* **Text shown**:
The government caused the irresponsible behaviour, out of ideological naivitee and insider profit schemes, and now the government rides to the rescue with even more regulation.

Just brilliant.

0 ( +0 / -0 )

The government caused the irresponsible behaviour, out of ideological naivitee and insider profit schemes, and now the government rides to the rescue with even more regulation.

The smaller banks that were most subject to CRA, and who had successfully co-existed with its provisions for over 25 years, have fared much better through the housing meltdown than the independent mortgage companies not subject to the regulation.

Keep in mind that borrowers would be more likely to turn to an independent lender when their local bank found them unqualified for a loan. Again, independent mortgage companies -- the source for the vast majority of bad loans -- were not subject to CRA regulations.

What further compounded the problem was that all these unregulated bad loans formed the basis for leveraging all kinds of other unregulated financial instruments. I understand the conservative tendency to want to blame things on the poorest and least powerful members of our society, but the facts clearly show otherwise.

0 ( +0 / -0 )

What further compounded the problem was that all these unregulated bad loans formed the basis for leveraging all kinds of other unregulated financial instruments. I understand the conservative tendency to want to blame things on the poorest and least powerful members of our society, but the facts clearly show otherwise.

* **Exercise set**:
- A) Count the lines of the listing that contain the string "negative", matching case exactly, and reply with that number alone.
- B) Extend the comments on mortgage regulation with new text that begins right after their final sentence.
The comments on mortgage regulation and the listing that comes after them are unrelated material.

* **Source data**:
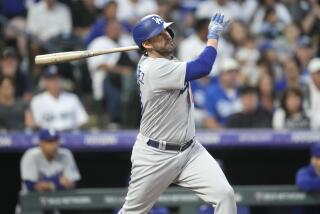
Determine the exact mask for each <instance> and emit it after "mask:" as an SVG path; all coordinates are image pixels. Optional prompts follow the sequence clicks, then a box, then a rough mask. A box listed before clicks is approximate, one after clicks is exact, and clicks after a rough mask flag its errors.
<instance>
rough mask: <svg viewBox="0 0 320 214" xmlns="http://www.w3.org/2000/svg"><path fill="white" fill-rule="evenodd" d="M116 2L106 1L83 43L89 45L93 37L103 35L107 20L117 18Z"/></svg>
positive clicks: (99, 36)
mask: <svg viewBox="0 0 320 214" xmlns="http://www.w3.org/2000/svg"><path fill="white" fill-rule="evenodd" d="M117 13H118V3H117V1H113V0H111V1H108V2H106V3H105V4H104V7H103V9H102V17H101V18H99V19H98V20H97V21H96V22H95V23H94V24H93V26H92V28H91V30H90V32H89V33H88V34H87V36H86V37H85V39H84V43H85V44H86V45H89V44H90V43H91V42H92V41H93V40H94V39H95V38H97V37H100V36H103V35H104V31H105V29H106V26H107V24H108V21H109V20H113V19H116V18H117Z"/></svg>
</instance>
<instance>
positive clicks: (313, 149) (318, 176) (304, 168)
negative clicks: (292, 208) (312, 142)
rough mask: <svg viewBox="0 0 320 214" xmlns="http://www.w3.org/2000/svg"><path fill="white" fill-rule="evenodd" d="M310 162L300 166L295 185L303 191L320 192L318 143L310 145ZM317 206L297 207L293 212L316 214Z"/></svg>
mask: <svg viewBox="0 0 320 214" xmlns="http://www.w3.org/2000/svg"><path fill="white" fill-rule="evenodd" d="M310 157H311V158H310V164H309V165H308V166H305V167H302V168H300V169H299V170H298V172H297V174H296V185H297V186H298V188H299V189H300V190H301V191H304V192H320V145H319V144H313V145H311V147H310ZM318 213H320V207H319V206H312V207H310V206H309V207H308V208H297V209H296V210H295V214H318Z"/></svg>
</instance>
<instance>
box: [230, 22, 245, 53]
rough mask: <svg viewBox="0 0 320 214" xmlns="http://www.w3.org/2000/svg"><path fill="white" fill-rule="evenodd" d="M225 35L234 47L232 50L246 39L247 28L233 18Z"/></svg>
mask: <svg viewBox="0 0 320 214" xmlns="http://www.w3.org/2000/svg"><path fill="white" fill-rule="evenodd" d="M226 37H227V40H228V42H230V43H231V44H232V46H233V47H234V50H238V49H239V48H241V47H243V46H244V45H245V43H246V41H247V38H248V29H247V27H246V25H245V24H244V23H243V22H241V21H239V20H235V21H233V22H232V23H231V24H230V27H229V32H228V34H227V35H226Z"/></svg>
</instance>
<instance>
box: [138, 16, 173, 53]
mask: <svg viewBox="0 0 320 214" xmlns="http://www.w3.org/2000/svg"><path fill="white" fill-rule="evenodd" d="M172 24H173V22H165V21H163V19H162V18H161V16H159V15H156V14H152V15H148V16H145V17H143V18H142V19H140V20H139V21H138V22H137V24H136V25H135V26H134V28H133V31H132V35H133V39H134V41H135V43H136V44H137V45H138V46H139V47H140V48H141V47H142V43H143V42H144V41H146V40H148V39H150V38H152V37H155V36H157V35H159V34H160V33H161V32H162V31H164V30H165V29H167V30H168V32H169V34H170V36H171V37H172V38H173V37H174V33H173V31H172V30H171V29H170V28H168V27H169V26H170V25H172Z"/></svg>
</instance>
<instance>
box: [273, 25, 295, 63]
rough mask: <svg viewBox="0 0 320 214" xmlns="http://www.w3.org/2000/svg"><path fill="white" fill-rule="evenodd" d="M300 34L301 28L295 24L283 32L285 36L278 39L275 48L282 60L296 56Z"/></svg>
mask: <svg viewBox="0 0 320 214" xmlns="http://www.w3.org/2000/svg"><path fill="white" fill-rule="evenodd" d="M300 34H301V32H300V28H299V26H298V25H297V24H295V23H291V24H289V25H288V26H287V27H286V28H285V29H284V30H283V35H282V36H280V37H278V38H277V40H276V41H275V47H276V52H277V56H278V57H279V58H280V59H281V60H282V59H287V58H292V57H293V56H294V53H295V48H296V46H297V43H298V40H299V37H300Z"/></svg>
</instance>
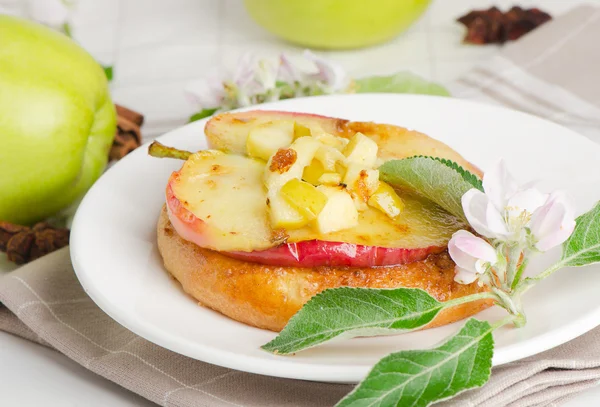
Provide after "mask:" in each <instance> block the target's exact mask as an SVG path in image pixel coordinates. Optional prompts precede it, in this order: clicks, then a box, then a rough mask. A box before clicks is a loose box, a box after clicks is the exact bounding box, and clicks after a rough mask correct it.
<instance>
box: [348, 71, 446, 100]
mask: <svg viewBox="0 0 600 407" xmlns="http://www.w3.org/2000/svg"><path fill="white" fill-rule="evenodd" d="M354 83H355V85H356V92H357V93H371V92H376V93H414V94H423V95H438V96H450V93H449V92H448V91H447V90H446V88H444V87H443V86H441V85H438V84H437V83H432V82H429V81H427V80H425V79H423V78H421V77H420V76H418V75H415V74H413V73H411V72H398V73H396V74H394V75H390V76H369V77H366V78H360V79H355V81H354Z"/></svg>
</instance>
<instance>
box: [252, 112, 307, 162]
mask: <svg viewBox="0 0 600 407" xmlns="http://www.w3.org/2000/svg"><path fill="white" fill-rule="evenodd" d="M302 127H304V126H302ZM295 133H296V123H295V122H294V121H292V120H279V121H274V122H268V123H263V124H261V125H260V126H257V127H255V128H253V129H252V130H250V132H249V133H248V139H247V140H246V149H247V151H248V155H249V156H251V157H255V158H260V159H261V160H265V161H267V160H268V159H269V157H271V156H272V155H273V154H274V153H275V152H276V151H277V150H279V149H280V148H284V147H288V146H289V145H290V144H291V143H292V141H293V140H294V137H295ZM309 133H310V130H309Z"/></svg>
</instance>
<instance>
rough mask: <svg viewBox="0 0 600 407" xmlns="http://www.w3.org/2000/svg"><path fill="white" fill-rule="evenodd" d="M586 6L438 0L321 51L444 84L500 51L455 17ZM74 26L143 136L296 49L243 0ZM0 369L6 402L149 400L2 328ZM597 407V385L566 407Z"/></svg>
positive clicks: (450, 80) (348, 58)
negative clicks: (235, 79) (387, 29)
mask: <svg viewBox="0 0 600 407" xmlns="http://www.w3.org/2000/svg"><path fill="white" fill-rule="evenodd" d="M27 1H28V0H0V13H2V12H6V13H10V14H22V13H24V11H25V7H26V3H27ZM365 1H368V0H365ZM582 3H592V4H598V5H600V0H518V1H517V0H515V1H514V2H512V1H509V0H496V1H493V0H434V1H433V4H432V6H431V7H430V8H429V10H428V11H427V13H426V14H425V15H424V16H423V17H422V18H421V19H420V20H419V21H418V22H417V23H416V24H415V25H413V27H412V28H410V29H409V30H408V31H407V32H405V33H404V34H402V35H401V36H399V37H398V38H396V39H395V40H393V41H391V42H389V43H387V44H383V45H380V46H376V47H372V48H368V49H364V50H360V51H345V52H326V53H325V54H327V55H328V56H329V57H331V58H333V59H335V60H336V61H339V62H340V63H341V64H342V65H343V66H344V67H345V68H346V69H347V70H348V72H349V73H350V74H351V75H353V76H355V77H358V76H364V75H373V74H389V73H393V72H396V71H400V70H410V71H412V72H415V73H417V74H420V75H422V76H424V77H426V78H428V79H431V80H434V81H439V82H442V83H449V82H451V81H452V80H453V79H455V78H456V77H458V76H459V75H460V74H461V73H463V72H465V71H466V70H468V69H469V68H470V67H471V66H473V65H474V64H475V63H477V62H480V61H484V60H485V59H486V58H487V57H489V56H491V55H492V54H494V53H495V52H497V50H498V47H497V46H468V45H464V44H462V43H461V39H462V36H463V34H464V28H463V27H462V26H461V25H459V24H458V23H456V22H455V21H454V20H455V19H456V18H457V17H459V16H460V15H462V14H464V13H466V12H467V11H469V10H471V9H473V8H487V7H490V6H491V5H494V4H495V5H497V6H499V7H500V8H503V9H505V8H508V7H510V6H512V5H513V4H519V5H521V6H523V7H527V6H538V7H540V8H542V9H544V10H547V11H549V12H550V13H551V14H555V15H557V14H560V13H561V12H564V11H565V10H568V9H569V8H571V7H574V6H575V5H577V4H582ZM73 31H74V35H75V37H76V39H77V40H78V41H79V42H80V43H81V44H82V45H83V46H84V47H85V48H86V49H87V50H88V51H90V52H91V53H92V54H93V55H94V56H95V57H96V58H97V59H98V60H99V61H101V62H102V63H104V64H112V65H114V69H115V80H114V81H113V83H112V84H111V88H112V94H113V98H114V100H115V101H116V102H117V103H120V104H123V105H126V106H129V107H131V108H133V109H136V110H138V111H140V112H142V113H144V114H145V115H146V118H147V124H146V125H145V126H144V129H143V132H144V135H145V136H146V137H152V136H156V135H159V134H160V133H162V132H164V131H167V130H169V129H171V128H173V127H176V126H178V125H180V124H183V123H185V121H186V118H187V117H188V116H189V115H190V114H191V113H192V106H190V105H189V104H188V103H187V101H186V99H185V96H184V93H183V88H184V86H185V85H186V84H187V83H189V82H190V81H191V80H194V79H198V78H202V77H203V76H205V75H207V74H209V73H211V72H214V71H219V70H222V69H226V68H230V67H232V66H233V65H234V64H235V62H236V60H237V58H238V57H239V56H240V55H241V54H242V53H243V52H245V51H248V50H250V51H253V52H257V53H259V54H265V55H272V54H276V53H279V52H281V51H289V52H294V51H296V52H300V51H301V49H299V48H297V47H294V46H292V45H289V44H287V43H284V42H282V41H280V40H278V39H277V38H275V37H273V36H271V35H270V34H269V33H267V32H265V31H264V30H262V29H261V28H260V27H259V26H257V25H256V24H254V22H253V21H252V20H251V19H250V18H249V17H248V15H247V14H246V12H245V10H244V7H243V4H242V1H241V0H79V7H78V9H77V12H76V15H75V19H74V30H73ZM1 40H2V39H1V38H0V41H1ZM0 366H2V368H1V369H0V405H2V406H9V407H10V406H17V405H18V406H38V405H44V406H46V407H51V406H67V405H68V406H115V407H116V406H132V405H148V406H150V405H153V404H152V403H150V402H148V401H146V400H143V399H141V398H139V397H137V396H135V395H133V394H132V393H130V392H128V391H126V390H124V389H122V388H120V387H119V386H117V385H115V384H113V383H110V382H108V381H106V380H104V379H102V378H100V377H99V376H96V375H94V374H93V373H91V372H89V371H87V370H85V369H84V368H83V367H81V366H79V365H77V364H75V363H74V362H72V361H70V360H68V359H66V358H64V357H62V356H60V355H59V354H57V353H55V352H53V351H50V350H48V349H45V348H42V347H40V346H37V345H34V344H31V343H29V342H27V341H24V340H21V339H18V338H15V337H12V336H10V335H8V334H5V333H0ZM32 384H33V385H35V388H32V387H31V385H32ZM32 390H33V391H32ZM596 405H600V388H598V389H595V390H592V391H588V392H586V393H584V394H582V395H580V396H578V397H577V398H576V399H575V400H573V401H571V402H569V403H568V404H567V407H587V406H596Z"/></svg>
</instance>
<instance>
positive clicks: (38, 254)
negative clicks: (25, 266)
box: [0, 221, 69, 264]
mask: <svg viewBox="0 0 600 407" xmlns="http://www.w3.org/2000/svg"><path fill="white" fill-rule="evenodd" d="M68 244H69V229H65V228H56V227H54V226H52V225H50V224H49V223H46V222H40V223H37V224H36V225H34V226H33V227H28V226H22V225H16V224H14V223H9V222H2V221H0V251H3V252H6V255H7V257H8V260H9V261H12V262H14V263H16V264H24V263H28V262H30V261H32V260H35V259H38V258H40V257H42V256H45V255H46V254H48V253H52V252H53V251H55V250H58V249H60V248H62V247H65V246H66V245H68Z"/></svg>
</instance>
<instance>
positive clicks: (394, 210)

* **Your responses**:
- A) 3

- B)
What are you talking about? No one is blaming poor people. I mean sure you can say, if they had paid their loans, then there would have been no problem. But with groups like Acorn pushing loans for these people, with government regulation clearly favoring loans to these people, the people themselves are not the problem. The problem was with the government, which rewarded banks for loaning to people that could not afford to repay the loans, and penalized banks that didn't. Had the banks followed normal lending practices, these individuals would have never qualified for loans.

0 ( +0 / -0 )

The problem was with the government, which rewarded banks for loaning to people that could not afford to repay the loans, and penalized banks that didn't.

How could the government be the problem when over 70% of the bad subprime loans were made by unregulated, independent mortgage lenders who were not subject to the "rewards" (not sure what you mean there) and penalties you describe?

Can you explain that?

0 ( +0 / -0 )

The problem was with the government...

Second question: How was the government responsible for the mountain of additional leveraging that came about via unregulated derivative and hedge trading that was propped up by the largely unregulated bad loans AND, more importantly, the over-inflated value of property underlying them?

If anything, the government was responsible for not applying proper oversight and regulation. The "free market" as typified by Wall Street coult try to sell any financial snake oil that they wanted to. Was it Acorn who rated the financial instruments based on subprime loans as AAA? Was it the government?

The sad truth we see on this board is that there are actually people who want to see groups like ACORN as more powerful and influential than the elites who were truly behind this mess. The trend over the past 30+ years, especially with regards to banking and finance, has been deregulation and the removal of government oversight. And people with eyes to see know what this has led to. Those who choose to blind themselves to the truth are going to have a difficult time convincing others that blindness is better.

0 ( +0 / -0 )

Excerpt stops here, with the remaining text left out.